## Work to complete:
a. Answer these questions using the essay on the Walker Art Gallery.
(i) Where in the front room did the one honored picture hang?
(ii) What did the path in that picture become on the horizon?
(iii) Which hall, in the same Liverpool street as the gallery, did the writer attend for traditional jazz evenings?
b. Echo the part of the essay on the Walker Art Gallery starting with "Art, I assumed, was" and going on through "traditional jazz evenings.".

## Extract to read:

************

Interior at Paddington, Lucian Freud, 1951. Courtesy of the Walker Art Gallery
A chance discovery with an intriguing painting has the potential to change you, says Laurie Taylor.
Apart from the monthly changing bathing belles on the local garage calendar which hung from a cupboard knob in the kitchen, there was only one other picture in my childhood home.
Unlike the calendar, this picture was afforded a special place of honour. It hung proudly above the china cabinet in the middle of the back wall of our rarely used, but regularly swept and dusted, front room. In this position it could readily catch the attention of the very few visitors who were considered of sufficient status to use the room.
Bluebell Wood, my mother would say when she saw them glancing in the right direction. "You can see the path going through the wood." "Ah yes," they'd say. "Lovely".
It was, I'm slightly ashamed to say, that damned path through the wood which captured my own attention. In the foreground of the picture it was a broad yellow sandy track, but as it wound its way through the bluebells, it became thinner and thinner, until it was only a speck of ochre amidst the packed trees on the horizon.
Because it was the only art in the house, the only self-consciously framed artwork I ever saw as I grew up, it came to stand for all artistic representations.
Art, I assumed, was largely about nature and landscapes and perspectives. Painters were of course permitted to escape from the clutch of bluebells and try their hand at daffodils and roses and sunflowers.
They might even choose to place their flowers in gardens or meadows rather than woods with receding paths, but on the whole that should be the limit of their ambition.
It was this pre-conception which made my first teenage visit to the Walker Art Gallery so disconcerting. I'd only wandered into the place because it was in the same Liverpool street as the Picton Hall where I regularly attended traditional jazz evenings.
I reasoned that if it was so close to a venue where I had such good times, then it might offer some pleasures of its own.
I've heard that the present day Walker Gallery is a well-organised, friendly place, but back then it was about as welcoming as a Grand Masonic lodge.
Everything conspired to give the casual visitor the sense that they were only being allowed to view the works of art on sufferance.
Several years later, when I learned about Lucien Freud's eminence, I still somehow believed that I'd been the first to discover him
In the absence of any fellow visitors, I didn't know how or where or how long to look. Was I getting it wrong?
Would I be seized by the uniformed attendant at the end of the room and marched outside for committing some error of judgement - getting too close to a painting, spending too little time in front of it, skipping past an acknowledged masterpiece?
And where were the bluebells and the woods? Where was nature? Where was beauty? Where was perspective?

************

## Data supplied:

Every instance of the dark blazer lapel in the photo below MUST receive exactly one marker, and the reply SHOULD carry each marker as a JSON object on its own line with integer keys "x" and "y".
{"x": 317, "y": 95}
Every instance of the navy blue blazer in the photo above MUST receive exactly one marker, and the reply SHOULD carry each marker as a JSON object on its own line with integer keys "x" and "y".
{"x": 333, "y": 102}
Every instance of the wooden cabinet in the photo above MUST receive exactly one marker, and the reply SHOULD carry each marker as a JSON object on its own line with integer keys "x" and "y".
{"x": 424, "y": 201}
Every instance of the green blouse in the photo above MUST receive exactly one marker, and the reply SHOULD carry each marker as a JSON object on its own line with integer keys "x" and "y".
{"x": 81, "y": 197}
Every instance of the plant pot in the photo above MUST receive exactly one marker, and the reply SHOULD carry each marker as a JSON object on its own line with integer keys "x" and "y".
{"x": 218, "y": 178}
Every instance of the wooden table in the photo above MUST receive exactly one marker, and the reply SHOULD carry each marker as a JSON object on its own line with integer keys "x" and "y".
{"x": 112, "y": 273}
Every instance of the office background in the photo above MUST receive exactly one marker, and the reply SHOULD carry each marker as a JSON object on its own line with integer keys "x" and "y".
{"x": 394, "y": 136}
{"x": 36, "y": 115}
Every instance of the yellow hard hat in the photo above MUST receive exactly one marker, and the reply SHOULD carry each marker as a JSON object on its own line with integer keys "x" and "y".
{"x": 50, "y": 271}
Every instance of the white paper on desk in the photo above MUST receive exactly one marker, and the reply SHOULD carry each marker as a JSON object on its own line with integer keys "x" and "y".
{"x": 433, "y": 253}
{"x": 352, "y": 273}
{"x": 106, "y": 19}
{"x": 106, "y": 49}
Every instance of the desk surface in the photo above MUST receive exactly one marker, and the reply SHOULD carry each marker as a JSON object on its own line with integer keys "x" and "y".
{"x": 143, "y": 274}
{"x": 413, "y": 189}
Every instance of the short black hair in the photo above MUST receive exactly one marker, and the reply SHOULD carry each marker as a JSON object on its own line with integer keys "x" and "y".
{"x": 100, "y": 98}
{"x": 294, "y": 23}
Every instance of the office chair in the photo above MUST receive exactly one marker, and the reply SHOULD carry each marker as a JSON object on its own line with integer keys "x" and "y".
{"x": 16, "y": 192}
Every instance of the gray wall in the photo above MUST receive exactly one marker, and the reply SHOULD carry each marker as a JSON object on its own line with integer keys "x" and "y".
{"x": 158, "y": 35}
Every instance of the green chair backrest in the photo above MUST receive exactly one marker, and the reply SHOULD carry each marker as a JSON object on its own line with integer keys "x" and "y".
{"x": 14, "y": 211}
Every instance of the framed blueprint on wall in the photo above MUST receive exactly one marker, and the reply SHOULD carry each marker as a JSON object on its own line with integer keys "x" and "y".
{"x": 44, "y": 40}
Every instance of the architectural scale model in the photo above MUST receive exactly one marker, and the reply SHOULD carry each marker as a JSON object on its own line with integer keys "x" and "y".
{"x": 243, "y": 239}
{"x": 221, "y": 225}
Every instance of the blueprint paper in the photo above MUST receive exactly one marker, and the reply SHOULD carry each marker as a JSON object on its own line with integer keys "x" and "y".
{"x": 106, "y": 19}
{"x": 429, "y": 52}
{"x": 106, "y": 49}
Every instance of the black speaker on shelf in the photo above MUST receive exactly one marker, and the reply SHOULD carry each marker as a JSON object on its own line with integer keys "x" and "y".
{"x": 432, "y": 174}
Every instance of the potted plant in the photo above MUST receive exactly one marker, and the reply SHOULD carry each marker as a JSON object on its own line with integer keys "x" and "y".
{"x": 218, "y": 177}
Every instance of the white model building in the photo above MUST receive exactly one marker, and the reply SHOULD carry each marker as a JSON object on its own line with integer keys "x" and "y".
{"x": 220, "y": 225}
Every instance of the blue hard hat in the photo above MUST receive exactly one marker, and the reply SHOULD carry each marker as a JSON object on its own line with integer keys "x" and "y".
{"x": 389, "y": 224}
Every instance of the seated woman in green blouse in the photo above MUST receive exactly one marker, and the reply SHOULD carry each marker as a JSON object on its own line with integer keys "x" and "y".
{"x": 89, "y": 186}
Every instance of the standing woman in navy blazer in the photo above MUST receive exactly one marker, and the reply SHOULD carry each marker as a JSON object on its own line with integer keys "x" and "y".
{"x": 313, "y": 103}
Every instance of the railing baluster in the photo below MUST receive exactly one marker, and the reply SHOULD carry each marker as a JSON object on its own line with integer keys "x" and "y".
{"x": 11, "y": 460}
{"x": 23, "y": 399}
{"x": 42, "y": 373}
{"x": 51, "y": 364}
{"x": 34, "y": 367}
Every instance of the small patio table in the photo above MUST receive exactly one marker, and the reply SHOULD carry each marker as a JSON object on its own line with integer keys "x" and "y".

************

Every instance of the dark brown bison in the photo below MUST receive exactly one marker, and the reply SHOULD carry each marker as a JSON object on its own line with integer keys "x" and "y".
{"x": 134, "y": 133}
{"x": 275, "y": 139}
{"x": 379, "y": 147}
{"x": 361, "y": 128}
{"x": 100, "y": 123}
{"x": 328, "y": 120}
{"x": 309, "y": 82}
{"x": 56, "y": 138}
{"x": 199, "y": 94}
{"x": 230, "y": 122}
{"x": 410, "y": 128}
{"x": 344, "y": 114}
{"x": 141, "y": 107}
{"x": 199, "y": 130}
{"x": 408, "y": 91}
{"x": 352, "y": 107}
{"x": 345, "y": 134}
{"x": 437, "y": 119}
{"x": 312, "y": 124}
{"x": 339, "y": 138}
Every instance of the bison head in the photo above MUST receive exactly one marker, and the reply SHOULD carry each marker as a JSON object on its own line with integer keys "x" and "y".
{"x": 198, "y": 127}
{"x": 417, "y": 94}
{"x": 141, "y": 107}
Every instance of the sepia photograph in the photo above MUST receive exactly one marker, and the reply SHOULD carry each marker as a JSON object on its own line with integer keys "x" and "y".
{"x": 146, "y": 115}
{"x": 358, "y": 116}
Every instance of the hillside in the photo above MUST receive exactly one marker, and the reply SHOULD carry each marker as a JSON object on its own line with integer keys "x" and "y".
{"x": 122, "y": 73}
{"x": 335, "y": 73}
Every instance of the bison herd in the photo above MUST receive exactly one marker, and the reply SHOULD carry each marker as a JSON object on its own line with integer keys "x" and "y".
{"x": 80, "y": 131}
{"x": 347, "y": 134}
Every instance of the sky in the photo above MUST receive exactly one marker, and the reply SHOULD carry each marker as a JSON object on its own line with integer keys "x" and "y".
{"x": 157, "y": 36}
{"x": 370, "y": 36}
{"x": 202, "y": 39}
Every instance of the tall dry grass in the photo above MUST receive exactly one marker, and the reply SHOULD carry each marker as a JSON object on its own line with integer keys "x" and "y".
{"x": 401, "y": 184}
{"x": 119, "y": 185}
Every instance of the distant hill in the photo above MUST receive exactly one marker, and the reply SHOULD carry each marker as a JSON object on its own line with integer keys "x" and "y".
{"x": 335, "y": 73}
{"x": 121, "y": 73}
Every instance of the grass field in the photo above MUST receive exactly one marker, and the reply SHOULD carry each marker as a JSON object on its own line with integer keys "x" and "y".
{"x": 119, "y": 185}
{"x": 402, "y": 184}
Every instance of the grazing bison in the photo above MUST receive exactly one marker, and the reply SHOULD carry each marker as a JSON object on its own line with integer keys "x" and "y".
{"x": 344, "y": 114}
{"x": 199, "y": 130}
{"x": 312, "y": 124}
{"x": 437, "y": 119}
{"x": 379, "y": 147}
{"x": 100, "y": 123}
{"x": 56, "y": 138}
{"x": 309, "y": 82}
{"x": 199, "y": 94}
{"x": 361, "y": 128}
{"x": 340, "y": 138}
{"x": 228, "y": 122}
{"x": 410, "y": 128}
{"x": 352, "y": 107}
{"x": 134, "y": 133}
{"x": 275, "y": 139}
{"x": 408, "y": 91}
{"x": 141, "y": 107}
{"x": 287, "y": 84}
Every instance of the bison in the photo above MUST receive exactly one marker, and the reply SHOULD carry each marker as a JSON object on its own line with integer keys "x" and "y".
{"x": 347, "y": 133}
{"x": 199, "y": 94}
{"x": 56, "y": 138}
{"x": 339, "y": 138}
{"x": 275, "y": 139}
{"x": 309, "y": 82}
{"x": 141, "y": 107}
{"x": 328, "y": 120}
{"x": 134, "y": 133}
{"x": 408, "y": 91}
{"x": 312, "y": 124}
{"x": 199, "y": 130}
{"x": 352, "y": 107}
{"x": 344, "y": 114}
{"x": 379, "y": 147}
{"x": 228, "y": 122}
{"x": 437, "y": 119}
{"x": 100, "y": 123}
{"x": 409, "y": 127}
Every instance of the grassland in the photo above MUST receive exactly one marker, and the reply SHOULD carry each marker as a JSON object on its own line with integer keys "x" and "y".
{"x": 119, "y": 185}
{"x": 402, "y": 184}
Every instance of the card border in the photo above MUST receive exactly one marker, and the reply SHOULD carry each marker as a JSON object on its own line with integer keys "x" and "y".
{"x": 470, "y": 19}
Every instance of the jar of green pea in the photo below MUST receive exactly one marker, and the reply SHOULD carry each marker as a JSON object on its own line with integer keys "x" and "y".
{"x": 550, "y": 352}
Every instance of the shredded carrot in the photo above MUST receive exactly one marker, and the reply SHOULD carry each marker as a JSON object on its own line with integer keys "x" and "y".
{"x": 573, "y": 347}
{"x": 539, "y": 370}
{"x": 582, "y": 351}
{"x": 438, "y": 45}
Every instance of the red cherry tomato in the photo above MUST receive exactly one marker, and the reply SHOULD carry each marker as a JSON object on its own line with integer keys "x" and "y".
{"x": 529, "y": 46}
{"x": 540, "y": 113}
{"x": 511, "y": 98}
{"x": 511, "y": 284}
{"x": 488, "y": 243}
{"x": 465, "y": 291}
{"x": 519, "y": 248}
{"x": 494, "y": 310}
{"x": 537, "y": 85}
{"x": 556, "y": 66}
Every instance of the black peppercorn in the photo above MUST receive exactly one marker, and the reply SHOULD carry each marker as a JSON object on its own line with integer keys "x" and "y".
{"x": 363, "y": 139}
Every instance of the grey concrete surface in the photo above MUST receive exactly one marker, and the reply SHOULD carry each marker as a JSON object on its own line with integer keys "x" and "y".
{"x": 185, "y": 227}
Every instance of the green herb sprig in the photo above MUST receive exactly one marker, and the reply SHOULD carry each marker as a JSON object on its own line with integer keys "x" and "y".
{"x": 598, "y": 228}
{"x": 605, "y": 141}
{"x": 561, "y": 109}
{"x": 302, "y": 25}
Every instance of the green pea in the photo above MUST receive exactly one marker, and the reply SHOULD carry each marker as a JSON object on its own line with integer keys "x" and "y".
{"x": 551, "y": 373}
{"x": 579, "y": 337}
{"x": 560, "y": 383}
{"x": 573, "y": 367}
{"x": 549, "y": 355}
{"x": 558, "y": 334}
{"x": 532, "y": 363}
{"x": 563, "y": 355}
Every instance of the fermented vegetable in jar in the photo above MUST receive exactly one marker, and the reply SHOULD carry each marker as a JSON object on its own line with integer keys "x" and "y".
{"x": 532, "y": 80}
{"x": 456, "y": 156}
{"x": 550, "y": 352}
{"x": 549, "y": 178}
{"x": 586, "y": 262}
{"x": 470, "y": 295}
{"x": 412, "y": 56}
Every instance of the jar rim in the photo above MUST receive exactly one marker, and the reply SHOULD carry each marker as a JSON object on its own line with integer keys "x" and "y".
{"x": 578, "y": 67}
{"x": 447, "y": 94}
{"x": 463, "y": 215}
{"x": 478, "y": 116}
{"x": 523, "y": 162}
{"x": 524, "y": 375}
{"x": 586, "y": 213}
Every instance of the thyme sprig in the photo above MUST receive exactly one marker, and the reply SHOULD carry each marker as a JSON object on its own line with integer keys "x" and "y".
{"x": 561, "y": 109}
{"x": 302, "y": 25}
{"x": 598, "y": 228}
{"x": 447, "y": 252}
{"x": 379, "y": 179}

************

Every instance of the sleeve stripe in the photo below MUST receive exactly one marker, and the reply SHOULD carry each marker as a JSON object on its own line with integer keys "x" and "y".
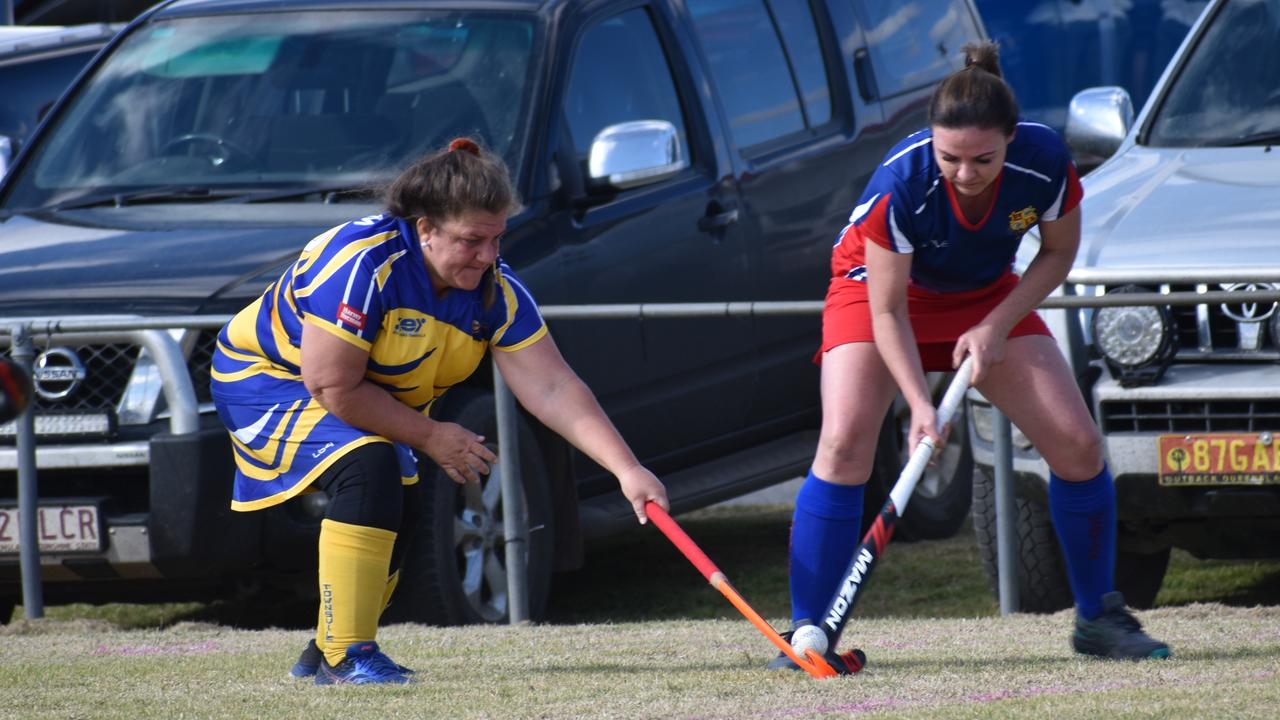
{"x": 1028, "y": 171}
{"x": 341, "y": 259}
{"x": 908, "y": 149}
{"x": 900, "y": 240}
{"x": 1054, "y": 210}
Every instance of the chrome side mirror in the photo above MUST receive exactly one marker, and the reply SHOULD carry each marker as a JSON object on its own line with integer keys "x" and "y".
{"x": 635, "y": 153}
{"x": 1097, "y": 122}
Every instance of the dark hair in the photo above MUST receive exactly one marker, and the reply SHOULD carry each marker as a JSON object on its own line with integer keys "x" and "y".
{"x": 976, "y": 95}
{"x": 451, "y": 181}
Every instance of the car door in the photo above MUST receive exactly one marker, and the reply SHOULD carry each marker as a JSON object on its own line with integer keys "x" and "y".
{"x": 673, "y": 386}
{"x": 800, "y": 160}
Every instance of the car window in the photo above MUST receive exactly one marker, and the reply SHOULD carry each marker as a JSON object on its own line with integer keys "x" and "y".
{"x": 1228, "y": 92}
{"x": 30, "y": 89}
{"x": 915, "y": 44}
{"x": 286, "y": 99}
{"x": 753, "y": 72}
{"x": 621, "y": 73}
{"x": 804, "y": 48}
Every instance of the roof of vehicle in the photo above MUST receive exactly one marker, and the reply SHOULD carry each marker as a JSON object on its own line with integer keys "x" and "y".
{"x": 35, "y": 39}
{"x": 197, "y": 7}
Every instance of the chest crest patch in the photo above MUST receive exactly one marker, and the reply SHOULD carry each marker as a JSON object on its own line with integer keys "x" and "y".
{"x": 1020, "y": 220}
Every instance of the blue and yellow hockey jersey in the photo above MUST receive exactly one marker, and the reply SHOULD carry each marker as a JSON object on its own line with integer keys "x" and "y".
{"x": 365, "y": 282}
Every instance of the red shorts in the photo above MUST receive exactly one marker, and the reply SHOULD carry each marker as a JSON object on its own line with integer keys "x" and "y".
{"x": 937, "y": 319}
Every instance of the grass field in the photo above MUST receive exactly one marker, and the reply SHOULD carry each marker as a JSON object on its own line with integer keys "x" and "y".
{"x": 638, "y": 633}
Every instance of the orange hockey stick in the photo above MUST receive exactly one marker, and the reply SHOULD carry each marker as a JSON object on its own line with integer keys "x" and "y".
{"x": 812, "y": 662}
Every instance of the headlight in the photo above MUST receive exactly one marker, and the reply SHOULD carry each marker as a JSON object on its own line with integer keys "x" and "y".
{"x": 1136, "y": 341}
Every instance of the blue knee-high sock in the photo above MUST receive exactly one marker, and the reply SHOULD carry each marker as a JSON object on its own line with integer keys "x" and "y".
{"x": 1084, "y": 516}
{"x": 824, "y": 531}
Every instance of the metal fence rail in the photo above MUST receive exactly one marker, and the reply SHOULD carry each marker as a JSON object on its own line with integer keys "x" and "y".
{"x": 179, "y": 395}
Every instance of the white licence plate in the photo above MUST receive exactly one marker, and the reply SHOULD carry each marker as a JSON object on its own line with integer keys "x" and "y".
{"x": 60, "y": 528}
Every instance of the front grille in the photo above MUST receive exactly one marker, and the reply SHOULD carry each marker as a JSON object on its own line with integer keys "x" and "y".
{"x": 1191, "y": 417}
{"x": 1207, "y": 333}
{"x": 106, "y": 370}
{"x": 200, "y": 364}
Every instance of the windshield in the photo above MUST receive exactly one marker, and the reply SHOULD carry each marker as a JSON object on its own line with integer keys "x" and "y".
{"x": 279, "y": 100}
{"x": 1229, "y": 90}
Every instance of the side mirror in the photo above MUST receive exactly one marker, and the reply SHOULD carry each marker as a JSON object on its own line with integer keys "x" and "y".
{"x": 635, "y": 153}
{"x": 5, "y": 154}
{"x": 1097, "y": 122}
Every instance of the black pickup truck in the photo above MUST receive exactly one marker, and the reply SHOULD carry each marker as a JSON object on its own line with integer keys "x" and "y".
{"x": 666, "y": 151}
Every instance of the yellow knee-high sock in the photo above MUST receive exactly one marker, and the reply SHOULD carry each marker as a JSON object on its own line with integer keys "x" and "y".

************

## Expected answers:
a.
(i) Above the china cabinet, in the middle of the back wall.
(ii) A speck of ochre amid the packed trees.
(iii) The Picton Hall.

b.
Art, I assumed, was largely about nature and landscapes and perspectives. Painters were of course permitted to escape from the clutch of bluebells and try their hand at daffodils and roses and sunflowers.
They might even choose to place their flowers in gardens or meadows rather than woods with receding paths, but on the whole that should be the limit of their ambition.
It was this pre-conception which made my first teenage visit to the Walker Art Gallery so disconcerting. I'd only wandered into the place because it was in the same Liverpool street as the Picton Hall where I regularly attended traditional jazz evenings.